NEXT MONTH, A FIRST-IN-THE-WORLD EXHIBITION CELEBRATING THE CREATIVITY OF AN HERMES SCARF OPENS RIGHT HERE IN SINGAPORE. AHEAD OF IT, NOELLE LOH TRAVELS TO PARIS AND LYON TO DISCOVER WHAT EXACTLY MAKES A SQUARE PIECE OF SILK FROM THE FRENCH MAISON SO INTRIGUING.
"La Serpentine de Pierre Charpin scarf by the colour-loving French artist Charpin. The abstract form recalls a space that someone can walk into, with the horse peeking out lending humour."
Confession: I’ve always had mixed feelings about visiting workshops. It’s partly because I’m a klutz with the bad habit of touching things that are off limits (read: I can be an embarrassing danger in such environments). More than that, there’s the fear that the processes could get too technical and in turn – to put it plainly – dry.
This was not going to be the case on this trip to see the making of Hermes’ distinct carres (French for “squares” and how the brand refers to its scarves) at its ateliers in France in the middle of June. I knew this as soon as I got off the plane in Paris. An opportunity to meet Christine Duvigneau, the head of Hermes’ graphic design studio, and Pierre-Marie Agin, an independent artist who’s been working with the brand for a decade, had unexpectedly popped up, scheduled for that very afternoon.
The latter, 36, looks like a character out of a Luca Guadagnino movie with his dark moustache and soft-spoken demeanour (incidentally he was behind the artwork for the director’s 2015 ﬁlm A Bigger Splash). With a twinkle in his eyes, he explained his design philosophy for the maison. “A good scarf is one that can tell a story from a distance, tied around the neck of a person. (From this alone) you should be able to get a sense of a story, and when you unfold it, and can look at it closely and for a longer time, you have all the details,” he said. “It’s important that the story works on two scales.”

#### [PROBLEM REQUIREMENTS]
Reproduce the passage from the article on Hermes scarves between "This was not" and "that very afternoon.", inclusive. The material after the article has nothing to do with what is asked here.

Image boundary labeling material:
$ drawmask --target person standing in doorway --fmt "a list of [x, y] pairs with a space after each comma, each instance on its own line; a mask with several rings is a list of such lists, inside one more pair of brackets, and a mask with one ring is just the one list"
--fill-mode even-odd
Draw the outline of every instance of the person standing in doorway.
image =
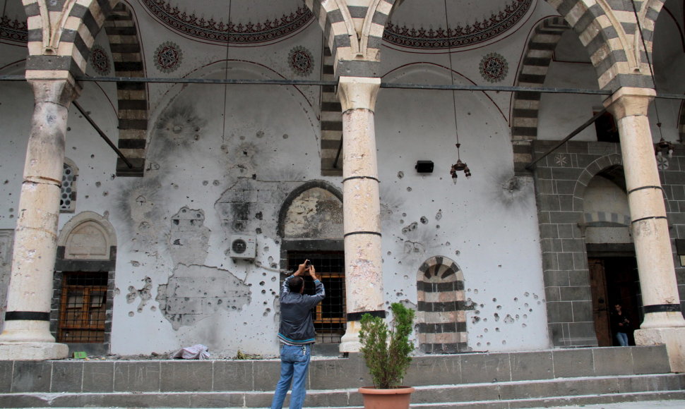
[[628, 332], [632, 326], [626, 313], [623, 311], [621, 304], [614, 305], [612, 313], [612, 331], [614, 334], [619, 345], [628, 346]]
[[[314, 280], [314, 295], [304, 294], [302, 275], [309, 273]], [[290, 409], [301, 409], [306, 395], [305, 381], [309, 368], [311, 344], [316, 341], [311, 310], [326, 297], [323, 284], [309, 260], [297, 267], [297, 271], [283, 281], [280, 289], [280, 326], [278, 340], [280, 351], [280, 379], [271, 401], [271, 409], [281, 409], [290, 384]]]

#### [REPLY TO THE EXERCISE]
This was not going to be the case on this trip to see the making of Hermes’ distinct carres (French for “squares” and how the brand refers to its scarves) at its ateliers in France in the middle of June. I knew this as soon as I got off the plane in Paris. An opportunity to meet Christine Duvigneau, the head of Hermes’ graphic design studio, and Pierre-Marie Agin, an independent artist who’s been working with the brand for a decade, had unexpectedly popped up, scheduled for that very afternoon.